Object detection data
- - -
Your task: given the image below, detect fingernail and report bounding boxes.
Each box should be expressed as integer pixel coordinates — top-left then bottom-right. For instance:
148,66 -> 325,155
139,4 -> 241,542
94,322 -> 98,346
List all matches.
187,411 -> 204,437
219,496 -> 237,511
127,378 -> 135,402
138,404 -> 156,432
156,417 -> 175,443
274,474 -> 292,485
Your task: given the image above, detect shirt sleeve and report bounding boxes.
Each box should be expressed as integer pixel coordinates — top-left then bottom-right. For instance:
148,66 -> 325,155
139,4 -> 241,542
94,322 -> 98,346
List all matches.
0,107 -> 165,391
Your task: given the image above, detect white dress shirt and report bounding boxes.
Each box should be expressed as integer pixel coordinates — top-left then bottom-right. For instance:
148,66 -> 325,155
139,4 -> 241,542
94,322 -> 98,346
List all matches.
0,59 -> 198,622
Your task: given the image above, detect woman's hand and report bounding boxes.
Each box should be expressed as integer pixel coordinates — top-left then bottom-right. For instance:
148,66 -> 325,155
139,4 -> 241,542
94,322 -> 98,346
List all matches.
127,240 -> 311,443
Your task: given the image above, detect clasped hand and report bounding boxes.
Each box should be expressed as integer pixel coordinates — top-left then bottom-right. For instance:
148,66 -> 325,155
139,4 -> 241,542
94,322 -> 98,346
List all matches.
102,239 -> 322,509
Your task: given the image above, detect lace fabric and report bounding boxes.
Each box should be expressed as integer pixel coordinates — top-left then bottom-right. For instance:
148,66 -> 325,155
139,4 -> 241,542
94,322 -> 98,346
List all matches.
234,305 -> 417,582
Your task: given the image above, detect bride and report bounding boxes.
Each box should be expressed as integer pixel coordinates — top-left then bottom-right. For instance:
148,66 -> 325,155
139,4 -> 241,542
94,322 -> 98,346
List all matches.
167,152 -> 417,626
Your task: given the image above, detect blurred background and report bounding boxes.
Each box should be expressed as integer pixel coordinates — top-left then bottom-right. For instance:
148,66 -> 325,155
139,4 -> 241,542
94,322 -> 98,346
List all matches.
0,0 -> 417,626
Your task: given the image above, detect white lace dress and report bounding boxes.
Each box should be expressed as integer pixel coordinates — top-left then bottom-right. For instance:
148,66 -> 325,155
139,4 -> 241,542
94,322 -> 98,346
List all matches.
- - -
Express the full object detection listing above as a JSON list of strings, with one string per line and no blank lines.

[
  "Your task: given the image below, detect fingernail and report bounding boxes.",
  "Each box should be expressed as integer pixel coordinates — top-left then bottom-right. For instance:",
  "148,66 -> 325,155",
  "139,4 -> 241,542",
  "94,322 -> 98,346",
  "List all matches.",
  "187,411 -> 204,437",
  "219,496 -> 237,511",
  "127,378 -> 135,402",
  "138,404 -> 156,432",
  "156,417 -> 175,443",
  "274,474 -> 292,485",
  "Your task: given the image above, detect shirt sleeve and report bounding boxes.",
  "Each box should be expressed as integer pixel coordinates — top-left then bottom-right. For instance:",
  "148,66 -> 325,155",
  "139,4 -> 241,542",
  "94,322 -> 98,346",
  "List all matches.",
  "0,107 -> 165,391",
  "Your task: given the image above, detect white dress shirt and report bounding boxes.",
  "Each box should be expressed as integer pixel coordinates — top-left then bottom-right. For instance:",
  "148,66 -> 325,155",
  "139,4 -> 241,542",
  "94,322 -> 98,346",
  "List all matches.",
  "0,59 -> 198,622",
  "Your task: given the image above, detect woman's hand and report bounding boxes.",
  "Each box should be expressed as integer pixel coordinates — top-left then bottom-right. For instance:",
  "148,66 -> 325,155",
  "139,4 -> 241,542",
  "94,322 -> 98,346",
  "List all matches.",
  "127,240 -> 311,443",
  "Your task: given the image above, detect clasped hand and report bounding boxes.",
  "Each box should be expressed as integer pixel coordinates — top-left then bottom-right. For instance:",
  "148,66 -> 325,155",
  "139,4 -> 241,542",
  "94,322 -> 98,346",
  "List all matches.",
  "102,239 -> 322,509",
  "Your task: given the image above, detect lace fabric and report bounding boxes.",
  "Each box should be expressed as integer pixel coordinates — top-left then bottom-right. For instance:",
  "148,66 -> 325,155",
  "139,4 -> 241,542",
  "94,322 -> 98,346",
  "List all matches.",
  "234,305 -> 417,582",
  "Your task: given the image above, detect bride and report bounding boxes.",
  "Each box should be expressed as integer pixel coordinates — top-left then bottom-right. For instance:",
  "148,66 -> 325,155",
  "139,4 -> 241,542",
  "94,322 -> 98,346",
  "List all matches.",
  "167,152 -> 417,626",
  "Your task: given the image above, detect blurred background and report bounding boxes.",
  "Each box should be expressed as integer pixel coordinates — top-left then bottom-right. For instance:",
  "148,66 -> 325,155",
  "139,4 -> 241,542",
  "94,322 -> 98,346",
  "List all matches.",
  "0,0 -> 417,626",
  "Your task: given the image above, detect white lace dress and report bounding boxes.",
  "Each box should be expressed as integer pixel coordinates — top-left then bottom-right. For instance:",
  "148,66 -> 325,155",
  "139,4 -> 241,542",
  "94,322 -> 98,346",
  "List all matches."
]